TEXT SHOWN -
◆ ◆ ◆ ◆ ◆ ◆ ◆

This article discusses combining Graphics Engines such as Unity with GANs to build big datasets

Graphics engines used to power video games such as Unity are more than capable of producing massive labeled datasets. Deep Learning agents could be trained in video game environments to perform tasks such as autonomous navigation. However, their is still a gap between the simulated and real datasets which Deep Convolutional Neural Networks cannot overcome on their own.

To the rescue of this problem are Generative Adversarial Networks. GANs can use the loss function of ‘real’ versus ‘fake’ to push simulated data closer to real images. This enables Deep Learning models to take advantage of graphics engines which can produce enormous labeled datasets. This article will explain the details of the SimGAN model presented by researchers at Apple. This paper focuses on moving simulated eye images from the Unity engine towards real images from the MPIIGaze dataset for the task of eye gaze estimation.

High Level Overview of the SimGAN model

Following is a link to the paper:

Introduction and Results

Before diving into the details of how this model was implemented, here are some results from the experiment to motivate your interest. One evaluation of results was conducted with a Visual Turing Test. This requires using human labelers to determine which images are ‘real’ or ‘fake’. The original simulated data was labeled correctly by human labelers at a rate of 162 / 200 (81%). After applying SimGAN, the human labelers performed as well as random guess, (maximum entropy), at a rate of 517 / 1000 (51.7%).

Additionally, a model trained on the Synthetic Data alone classified eye gaze on the real dataset at a rate of 64.9%. Once refined with the SimGAN, a model trained on the refined data classified the real dataset at a rate of 87.2%. Improving the data with the GAN resulted in a 22.3% classification performance!

Following is a description of the major techniques used to make the SimGAN work so well:

Adversarial Loss with Self-Regularization

In this GAN formulation, the generator will refine the simulated eye images such that the discriminator cannot tell the difference between refined and real images. However, GAN training can be unstable and without additional regularization, there is no guarantee that the generator will refine the image in a way that preserves the label of the original image. Note that the entire purpose of doing this is that the simulated images are all labeled. Thus, the enhancement of images must preserve this label. Directly quoting the paper,

“The learned transformation should not change the gaze direction.”

The self-regularization loss used in the SimGAN penalizes the generator for producing an image that is massively different from the original image. This is done with the following loss:

Regularization Loss Term

The loss above add an additional loss term that is the L1 distance from the refined image and the original image. Note that this is a per-pixel loss, meaning that each individual pixel in the refined image is compared with the original image. Adding this loss with the adversarial loss results in the following objective for the generator:

Generator Loss for the SimGAN model, top component: adversarial loss with respect to the discriminator, bottom component: self-regularization term which ensures the generator does not dramatically alter the original image.

The phi(x), (sorry not sure how to add greek symbols to a medium article), term refers to a function that modifies the refined image and the original image. This could be an identify mapping such that phi(x) = x or image derivatives, mean of color channels, or learned transformations. This paper simply uses the identity mapping phi(x) = x.

◆ ◆ ◆ ◆ ◆ ◆ ◆

CHALLENGES -
1. Answer each question using the SimGAN article. Mark your answers (a), (b) and (c).
(a) Which dataset supplies the real eye images?
(b) What share of the original simulated images did human labelers correctly identify in the Visual Turing Test?
(c) Which form of phi(x) does the paper use?
2. According to the SimGAN article, why does the generator's objective include a self-regularization term in addition to the adversarial loss?
3. Summarize the SimGAN article in two sentences.

◆ ◆ ◆ ◆ ◆ ◆ ◆

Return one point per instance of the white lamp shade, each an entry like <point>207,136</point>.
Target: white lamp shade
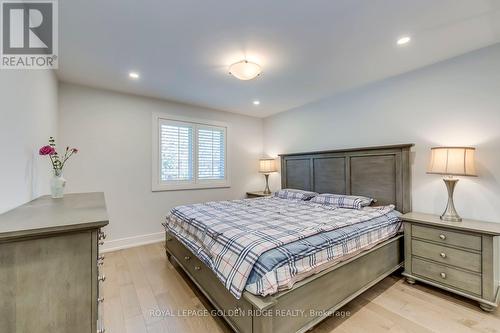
<point>453,161</point>
<point>245,70</point>
<point>267,165</point>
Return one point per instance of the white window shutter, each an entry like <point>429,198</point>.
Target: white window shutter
<point>176,151</point>
<point>211,143</point>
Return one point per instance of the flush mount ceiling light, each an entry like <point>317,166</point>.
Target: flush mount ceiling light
<point>404,40</point>
<point>133,75</point>
<point>245,70</point>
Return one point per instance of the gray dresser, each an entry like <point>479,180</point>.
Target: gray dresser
<point>49,265</point>
<point>461,257</point>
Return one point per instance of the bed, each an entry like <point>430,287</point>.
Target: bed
<point>296,303</point>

◆ ◆ ◆ ◆ ◆ ◆ ◆

ANSWERS TO THE EXERCISE -
1.
(a) The real eye images come from the MPIIGaze dataset.
(b) The labelers identified 162 of 200, or 81%.
(c) The paper uses the identity mapping, phi(x) = x.

2. GAN training can be unstable, and adversarial loss alone does not guarantee that the generator will keep the original image's label. The point of using simulated images is that they are already labeled, so the refinement must preserve that label, such as the gaze direction. The self-regularization term does this by penalizing refined images that differ greatly from the originals.

3. Graphics engines such as Unity can produce massive labeled datasets, but a gap remains between simulated and real data, and SimGAN uses a GAN to push simulated eye images toward real ones from the MPIIGaze dataset. With this refinement, human labelers could do no better than chance at telling refined from real images, and gaze classification on real data rose from 64.9% to 87.2%, while a self-regularization term kept the generator from changing the images' labels.